# Given exercise
Replace "keypoint" with "marker" in the entries below, leaving everything else unchanged, and write out only the entries that begin at the line containing "the dog's collar;" and continue through the last entry.

=-=-=

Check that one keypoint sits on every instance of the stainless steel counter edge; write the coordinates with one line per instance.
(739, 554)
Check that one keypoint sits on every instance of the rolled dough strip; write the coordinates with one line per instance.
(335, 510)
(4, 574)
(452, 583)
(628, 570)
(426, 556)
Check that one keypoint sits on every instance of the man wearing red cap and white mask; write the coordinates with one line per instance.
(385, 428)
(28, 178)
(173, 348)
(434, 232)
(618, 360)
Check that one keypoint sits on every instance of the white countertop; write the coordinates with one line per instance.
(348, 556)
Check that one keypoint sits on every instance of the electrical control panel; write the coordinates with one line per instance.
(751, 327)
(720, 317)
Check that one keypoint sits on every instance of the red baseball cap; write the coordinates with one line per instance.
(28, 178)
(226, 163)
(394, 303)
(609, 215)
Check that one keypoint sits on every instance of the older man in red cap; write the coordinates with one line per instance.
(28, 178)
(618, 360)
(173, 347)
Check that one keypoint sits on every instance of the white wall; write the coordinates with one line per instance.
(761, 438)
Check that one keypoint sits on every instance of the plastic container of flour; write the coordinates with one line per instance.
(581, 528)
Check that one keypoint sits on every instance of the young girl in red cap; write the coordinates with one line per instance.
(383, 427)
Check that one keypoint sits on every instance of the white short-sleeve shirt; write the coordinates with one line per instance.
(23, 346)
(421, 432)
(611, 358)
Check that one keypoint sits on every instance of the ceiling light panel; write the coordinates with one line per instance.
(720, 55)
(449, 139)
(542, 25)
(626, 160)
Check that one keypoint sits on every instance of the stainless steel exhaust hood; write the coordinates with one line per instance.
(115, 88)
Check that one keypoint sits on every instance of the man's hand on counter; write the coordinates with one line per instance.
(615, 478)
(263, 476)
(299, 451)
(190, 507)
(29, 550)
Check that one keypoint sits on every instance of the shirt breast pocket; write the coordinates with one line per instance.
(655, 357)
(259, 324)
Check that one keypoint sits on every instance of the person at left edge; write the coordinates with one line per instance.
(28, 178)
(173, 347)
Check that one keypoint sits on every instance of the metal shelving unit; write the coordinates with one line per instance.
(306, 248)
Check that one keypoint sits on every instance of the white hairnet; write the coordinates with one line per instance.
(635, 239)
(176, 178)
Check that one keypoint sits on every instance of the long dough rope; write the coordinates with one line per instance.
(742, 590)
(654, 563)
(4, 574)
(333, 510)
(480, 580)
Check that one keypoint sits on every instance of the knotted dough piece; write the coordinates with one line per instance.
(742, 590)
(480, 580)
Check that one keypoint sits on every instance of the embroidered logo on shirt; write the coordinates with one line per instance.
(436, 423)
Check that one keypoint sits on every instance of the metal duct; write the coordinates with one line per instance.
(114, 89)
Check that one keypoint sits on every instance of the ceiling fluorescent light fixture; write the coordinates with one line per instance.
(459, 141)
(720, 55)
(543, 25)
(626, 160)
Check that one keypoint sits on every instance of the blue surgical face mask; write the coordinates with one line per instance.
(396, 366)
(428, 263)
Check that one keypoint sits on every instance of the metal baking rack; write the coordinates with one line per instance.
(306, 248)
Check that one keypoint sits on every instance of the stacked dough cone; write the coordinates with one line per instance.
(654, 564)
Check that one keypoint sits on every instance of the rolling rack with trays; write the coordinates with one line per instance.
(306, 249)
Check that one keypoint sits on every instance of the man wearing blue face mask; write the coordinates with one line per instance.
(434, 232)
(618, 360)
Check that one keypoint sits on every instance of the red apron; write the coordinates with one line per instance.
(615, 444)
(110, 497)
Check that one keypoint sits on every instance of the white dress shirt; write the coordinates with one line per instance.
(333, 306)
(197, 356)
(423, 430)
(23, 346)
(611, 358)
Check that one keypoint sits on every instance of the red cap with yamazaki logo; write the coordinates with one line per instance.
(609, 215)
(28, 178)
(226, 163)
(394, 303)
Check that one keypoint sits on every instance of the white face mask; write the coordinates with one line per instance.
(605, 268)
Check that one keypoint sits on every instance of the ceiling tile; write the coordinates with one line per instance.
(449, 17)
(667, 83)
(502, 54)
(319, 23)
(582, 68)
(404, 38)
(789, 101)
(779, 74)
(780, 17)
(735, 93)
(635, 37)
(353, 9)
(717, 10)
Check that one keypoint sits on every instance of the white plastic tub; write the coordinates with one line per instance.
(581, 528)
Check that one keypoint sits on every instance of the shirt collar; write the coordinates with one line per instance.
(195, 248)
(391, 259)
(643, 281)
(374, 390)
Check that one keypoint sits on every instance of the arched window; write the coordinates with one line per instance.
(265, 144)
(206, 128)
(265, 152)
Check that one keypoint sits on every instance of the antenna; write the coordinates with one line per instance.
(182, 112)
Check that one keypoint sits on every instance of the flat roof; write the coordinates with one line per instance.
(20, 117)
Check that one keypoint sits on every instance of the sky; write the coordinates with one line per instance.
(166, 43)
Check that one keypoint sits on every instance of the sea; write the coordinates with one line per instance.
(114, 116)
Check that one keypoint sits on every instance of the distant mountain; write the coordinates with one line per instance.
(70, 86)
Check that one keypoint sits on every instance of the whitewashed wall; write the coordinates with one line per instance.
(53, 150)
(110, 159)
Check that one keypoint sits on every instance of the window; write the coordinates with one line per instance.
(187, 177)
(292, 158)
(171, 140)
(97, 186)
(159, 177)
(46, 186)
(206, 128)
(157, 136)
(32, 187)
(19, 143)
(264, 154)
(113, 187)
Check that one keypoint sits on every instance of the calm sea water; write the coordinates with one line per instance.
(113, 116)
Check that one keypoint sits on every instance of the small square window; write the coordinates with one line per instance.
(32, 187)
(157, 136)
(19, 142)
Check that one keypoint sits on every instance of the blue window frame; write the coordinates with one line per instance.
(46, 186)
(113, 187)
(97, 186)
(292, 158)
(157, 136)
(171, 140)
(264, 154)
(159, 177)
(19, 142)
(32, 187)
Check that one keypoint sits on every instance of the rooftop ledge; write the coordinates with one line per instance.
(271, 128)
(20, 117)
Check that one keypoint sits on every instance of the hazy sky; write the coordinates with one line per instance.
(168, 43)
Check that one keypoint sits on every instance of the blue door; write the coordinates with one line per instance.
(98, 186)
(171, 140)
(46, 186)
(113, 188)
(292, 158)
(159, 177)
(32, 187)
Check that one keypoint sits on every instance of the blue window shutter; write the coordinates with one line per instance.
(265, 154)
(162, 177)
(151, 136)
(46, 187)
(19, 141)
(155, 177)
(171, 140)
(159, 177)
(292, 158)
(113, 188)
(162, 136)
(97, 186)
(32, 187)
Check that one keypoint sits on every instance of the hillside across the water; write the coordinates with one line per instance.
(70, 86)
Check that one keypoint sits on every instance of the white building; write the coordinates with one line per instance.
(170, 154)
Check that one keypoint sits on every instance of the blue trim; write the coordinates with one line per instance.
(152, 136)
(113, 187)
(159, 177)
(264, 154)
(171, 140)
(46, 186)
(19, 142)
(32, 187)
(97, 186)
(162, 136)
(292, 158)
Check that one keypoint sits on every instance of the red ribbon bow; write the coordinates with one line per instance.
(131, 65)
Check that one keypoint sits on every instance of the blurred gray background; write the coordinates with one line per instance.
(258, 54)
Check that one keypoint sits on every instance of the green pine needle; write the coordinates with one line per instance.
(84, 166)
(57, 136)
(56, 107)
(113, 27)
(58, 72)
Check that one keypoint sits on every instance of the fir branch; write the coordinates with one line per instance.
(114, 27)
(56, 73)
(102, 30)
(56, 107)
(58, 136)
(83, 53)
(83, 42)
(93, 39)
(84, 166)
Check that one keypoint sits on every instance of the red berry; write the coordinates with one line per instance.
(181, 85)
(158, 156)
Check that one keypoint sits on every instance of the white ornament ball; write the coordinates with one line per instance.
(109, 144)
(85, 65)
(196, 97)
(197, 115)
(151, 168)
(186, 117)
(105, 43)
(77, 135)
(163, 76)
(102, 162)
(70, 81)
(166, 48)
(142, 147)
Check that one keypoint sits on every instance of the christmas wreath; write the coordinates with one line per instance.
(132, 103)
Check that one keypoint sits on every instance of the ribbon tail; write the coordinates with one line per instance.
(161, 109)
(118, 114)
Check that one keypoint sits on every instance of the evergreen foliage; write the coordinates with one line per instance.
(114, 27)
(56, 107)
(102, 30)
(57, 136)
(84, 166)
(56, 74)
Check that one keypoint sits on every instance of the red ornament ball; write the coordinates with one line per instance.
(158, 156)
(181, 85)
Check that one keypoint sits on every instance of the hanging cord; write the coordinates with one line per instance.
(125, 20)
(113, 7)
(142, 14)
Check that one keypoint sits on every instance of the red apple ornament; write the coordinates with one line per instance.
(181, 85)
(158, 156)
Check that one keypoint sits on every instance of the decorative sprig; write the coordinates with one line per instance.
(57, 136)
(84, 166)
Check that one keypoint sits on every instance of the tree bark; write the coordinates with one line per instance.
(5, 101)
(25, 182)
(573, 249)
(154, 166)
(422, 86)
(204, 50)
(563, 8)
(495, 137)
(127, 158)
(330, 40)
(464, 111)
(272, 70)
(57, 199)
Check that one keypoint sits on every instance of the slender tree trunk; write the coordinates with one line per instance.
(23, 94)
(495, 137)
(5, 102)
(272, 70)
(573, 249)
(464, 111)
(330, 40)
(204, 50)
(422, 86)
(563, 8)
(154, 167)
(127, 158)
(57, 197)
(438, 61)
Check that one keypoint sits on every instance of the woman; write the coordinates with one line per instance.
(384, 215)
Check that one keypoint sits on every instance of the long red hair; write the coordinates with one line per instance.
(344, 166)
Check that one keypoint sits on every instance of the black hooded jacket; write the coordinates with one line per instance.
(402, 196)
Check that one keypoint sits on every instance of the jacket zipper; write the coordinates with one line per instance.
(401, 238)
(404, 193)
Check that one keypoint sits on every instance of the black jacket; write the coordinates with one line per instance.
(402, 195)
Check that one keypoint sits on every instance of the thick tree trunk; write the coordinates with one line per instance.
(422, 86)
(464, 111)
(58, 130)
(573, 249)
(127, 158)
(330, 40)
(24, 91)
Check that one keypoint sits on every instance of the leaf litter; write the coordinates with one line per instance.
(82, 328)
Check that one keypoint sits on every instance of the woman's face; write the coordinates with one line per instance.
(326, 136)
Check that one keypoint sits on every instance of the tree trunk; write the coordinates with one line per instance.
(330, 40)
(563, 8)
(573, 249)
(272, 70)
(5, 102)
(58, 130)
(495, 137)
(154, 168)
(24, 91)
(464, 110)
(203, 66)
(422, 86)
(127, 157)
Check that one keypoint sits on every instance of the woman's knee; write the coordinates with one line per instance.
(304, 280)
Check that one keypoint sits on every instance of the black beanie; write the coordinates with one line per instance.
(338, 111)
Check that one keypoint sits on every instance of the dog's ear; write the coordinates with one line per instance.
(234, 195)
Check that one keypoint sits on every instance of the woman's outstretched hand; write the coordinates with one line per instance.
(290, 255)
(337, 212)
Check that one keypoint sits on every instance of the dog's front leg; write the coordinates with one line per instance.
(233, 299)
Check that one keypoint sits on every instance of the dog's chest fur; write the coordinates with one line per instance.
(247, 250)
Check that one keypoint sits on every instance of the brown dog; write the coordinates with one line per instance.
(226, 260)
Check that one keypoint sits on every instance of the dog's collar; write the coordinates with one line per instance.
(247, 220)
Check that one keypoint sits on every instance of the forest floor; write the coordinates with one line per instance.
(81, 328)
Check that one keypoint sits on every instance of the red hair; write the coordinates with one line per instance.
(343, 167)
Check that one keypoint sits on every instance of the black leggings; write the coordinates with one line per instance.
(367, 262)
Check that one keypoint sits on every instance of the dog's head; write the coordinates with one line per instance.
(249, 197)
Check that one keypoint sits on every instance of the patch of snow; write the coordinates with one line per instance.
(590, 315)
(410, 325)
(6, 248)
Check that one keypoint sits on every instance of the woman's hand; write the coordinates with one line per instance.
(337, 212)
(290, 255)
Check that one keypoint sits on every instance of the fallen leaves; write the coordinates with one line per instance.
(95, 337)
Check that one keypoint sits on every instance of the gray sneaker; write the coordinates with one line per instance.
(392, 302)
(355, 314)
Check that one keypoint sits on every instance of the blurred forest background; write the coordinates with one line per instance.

=-=-=

# Answer for the task
Check that one marker sits on every instance of the dog's collar; write the coordinates with one line per instance.
(247, 220)
Check that one marker sits on every instance of the forest floor; write the coordinates with one line per instance.
(81, 328)
Check that one marker sits on every instance of the red hair; write the coordinates with one line per instance.
(343, 167)
Check that one marker sits on every instance of the black leggings; write the coordinates with one line per instance.
(367, 262)
Check that one marker sits on every instance of the dog's head; write the coordinates with one line per instance.
(249, 197)
Check that one marker sits on every instance of the patch of snow; write the coordinates with one line per instance.
(590, 315)
(410, 325)
(6, 248)
Check that one marker sits on every instance of the woman's hand; write the coordinates with one line per instance.
(337, 212)
(290, 255)
Check that one marker sits on every instance of the fallen leaves; write the coordinates with one line per instance.
(95, 337)
Check that one marker sits on every instance of the gray sneaker; write the coordinates with one line per instance.
(392, 302)
(355, 314)
Check that one marker sits on every instance of the blurred forest background; write the coordinates with one line per instance.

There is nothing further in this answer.